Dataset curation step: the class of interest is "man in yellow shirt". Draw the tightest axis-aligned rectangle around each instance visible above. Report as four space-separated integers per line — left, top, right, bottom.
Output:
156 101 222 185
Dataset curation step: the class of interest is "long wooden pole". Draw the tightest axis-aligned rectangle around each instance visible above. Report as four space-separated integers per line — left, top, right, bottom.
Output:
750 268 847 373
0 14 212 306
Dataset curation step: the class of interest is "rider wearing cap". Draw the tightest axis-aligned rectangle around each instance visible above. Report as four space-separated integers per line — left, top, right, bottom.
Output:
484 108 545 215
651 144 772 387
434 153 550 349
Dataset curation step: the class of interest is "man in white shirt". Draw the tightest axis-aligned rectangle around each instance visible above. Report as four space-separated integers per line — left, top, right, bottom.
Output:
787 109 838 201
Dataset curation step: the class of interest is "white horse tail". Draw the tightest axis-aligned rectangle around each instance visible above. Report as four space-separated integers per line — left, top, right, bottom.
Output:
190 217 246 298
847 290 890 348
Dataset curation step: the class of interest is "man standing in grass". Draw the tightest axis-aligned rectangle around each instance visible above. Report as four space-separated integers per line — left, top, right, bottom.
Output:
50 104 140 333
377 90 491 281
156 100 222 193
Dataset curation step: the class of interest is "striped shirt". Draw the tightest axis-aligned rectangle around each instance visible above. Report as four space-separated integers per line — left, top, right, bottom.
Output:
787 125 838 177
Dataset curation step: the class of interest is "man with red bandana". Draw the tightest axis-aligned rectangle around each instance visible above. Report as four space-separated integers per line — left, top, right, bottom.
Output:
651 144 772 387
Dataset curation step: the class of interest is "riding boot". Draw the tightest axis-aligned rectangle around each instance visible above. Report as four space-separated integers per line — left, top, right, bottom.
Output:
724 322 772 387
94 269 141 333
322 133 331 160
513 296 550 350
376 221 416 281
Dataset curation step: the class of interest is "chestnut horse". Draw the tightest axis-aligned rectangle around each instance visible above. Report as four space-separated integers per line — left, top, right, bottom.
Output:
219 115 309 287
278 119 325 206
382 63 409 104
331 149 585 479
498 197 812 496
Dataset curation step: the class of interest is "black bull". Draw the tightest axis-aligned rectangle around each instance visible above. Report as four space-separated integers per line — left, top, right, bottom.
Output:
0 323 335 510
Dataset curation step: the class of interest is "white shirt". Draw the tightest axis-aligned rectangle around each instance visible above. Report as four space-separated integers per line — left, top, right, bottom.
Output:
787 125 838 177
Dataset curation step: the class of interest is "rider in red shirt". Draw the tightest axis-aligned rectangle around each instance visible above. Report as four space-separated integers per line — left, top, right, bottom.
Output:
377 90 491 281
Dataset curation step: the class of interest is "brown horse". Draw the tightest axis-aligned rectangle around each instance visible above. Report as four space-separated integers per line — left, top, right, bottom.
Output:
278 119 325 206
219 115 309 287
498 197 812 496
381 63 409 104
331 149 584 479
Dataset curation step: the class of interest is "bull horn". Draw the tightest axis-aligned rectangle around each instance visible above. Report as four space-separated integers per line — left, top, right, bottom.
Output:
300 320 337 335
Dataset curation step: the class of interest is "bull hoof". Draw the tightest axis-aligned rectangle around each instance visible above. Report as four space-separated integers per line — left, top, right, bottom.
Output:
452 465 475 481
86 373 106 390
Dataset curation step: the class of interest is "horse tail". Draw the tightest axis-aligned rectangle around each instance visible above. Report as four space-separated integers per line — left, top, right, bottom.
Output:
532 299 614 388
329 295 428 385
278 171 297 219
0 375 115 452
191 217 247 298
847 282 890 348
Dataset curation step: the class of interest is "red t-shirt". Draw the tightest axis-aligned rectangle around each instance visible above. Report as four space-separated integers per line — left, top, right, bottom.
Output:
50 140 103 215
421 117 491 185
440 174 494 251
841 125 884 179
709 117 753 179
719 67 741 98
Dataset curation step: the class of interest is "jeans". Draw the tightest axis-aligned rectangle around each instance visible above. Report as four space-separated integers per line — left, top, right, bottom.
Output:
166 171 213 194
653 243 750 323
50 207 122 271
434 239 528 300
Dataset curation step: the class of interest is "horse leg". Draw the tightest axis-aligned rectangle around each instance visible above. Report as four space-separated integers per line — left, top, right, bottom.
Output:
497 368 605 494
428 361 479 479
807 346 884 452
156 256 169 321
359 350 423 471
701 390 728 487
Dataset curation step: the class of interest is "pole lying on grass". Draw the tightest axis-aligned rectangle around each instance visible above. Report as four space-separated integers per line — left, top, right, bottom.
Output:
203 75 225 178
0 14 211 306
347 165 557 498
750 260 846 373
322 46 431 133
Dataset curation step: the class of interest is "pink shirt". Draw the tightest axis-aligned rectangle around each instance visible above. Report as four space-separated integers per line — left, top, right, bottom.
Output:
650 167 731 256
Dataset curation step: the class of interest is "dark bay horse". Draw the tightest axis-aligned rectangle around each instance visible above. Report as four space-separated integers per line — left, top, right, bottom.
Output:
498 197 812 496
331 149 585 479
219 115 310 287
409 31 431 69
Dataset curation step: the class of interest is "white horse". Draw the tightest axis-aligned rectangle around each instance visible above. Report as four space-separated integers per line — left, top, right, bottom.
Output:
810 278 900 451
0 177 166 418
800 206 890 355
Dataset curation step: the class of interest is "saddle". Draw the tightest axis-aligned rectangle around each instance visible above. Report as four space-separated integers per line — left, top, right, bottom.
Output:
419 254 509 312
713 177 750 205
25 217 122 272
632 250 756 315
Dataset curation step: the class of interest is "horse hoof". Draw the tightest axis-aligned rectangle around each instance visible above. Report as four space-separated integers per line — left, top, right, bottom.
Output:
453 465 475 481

******************************

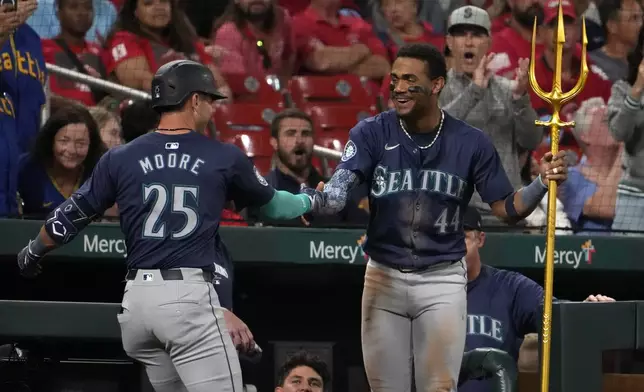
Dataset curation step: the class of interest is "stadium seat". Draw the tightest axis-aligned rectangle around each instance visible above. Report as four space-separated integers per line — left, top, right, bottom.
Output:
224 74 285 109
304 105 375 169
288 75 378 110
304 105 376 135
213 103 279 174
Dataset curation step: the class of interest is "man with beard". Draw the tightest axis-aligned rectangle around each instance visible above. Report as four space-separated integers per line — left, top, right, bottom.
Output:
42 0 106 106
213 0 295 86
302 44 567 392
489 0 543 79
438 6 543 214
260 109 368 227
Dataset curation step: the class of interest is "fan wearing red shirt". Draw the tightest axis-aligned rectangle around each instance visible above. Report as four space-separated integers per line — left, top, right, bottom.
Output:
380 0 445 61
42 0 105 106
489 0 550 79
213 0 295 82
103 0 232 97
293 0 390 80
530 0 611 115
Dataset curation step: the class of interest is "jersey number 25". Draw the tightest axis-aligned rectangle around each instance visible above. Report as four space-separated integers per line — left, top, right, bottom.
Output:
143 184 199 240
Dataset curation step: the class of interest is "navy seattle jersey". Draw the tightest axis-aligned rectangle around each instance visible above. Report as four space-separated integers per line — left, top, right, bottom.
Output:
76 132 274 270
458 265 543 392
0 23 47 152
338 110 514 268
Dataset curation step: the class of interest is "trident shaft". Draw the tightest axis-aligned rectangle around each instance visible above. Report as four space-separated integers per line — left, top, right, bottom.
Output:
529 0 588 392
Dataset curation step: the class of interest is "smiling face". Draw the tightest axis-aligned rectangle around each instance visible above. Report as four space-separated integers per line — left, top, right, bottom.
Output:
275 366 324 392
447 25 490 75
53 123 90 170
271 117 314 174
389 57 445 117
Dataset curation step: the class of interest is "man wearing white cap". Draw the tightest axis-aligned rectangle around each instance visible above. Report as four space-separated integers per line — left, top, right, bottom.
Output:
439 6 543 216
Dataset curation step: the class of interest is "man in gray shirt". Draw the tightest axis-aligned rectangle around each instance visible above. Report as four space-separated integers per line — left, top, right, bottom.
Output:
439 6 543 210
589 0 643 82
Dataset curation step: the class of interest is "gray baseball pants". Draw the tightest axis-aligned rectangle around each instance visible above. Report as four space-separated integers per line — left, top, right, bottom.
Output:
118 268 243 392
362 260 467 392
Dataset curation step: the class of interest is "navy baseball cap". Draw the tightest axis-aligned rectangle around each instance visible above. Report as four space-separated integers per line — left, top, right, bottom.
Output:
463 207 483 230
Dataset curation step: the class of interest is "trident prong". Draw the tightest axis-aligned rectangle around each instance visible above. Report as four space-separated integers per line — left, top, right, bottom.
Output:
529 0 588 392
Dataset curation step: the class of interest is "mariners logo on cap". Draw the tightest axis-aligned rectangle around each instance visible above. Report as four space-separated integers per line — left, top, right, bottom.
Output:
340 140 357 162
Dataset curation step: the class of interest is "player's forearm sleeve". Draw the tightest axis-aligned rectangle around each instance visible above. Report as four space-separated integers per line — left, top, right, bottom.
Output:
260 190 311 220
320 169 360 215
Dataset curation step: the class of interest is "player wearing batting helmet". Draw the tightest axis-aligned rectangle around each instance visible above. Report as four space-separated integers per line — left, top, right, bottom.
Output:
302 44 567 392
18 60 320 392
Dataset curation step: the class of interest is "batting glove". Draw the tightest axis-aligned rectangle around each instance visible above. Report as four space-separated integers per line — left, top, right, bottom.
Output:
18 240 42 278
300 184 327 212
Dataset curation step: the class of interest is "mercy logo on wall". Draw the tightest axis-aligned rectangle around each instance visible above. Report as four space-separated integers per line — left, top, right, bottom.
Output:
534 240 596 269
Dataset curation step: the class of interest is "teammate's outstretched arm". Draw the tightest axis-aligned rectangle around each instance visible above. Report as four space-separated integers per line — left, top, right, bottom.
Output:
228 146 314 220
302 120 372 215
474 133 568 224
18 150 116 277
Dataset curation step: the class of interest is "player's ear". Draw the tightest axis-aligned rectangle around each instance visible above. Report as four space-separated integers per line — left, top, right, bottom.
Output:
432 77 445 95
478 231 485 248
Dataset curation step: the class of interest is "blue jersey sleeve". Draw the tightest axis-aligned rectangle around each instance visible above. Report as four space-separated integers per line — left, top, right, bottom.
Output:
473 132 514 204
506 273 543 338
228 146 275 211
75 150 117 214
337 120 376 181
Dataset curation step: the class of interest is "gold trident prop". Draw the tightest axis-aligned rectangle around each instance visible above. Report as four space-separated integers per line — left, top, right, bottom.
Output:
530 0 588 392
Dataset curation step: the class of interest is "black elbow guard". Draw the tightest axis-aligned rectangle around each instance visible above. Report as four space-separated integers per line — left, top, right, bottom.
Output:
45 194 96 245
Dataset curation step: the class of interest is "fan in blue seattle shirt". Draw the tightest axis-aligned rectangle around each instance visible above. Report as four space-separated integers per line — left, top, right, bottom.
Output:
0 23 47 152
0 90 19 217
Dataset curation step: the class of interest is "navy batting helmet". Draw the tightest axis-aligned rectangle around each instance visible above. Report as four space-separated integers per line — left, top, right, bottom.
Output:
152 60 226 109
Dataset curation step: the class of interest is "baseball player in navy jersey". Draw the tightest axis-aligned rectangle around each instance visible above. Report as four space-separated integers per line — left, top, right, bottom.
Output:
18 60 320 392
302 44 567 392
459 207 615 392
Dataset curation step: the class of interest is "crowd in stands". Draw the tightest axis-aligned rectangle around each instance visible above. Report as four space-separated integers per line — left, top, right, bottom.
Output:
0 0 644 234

******************************

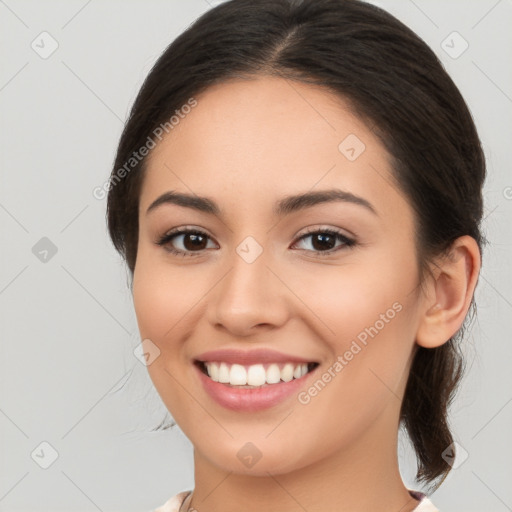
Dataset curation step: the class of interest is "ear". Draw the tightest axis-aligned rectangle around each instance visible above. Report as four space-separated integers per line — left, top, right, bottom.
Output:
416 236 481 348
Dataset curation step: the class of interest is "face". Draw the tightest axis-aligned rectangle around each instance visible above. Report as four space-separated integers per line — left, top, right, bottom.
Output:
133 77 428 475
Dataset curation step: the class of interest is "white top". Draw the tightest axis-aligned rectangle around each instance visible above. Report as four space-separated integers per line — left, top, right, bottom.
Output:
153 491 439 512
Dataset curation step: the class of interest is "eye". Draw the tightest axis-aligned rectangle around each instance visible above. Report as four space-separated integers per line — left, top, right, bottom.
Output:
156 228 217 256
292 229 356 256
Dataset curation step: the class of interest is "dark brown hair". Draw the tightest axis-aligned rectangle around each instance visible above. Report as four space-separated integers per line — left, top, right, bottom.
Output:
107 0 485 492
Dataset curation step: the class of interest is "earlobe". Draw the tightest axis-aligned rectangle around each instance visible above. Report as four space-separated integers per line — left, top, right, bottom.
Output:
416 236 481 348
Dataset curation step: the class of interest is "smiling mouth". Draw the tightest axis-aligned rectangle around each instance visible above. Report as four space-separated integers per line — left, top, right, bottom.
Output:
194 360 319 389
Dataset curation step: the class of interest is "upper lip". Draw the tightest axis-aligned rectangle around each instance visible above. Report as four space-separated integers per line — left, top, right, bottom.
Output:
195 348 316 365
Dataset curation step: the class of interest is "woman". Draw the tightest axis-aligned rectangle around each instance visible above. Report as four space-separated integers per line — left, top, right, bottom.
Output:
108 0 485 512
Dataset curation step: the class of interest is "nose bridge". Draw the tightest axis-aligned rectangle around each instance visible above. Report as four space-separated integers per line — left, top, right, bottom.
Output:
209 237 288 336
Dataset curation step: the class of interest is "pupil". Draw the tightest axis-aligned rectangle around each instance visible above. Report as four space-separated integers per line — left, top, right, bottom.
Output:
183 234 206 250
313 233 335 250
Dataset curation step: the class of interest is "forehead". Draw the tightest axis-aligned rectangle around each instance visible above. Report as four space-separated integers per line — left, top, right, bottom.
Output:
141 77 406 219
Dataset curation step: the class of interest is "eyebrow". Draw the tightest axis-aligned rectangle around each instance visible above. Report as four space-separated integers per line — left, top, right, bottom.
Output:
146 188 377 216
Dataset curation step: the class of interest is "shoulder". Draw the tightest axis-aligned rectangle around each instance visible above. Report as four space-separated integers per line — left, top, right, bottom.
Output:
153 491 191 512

******************************

- _EXERCISE INSTRUCTIONS_: Find every line in the records above that contains the word "mariners" and copy each one.

- _CORRECT ANSWER_:
Dataset curation step: the class of interest is "mariners logo on cap". Draw the tightest axis-aligned rectangle around each instance visible above. Report as four space-separated integers per line — left, top, right, bottom.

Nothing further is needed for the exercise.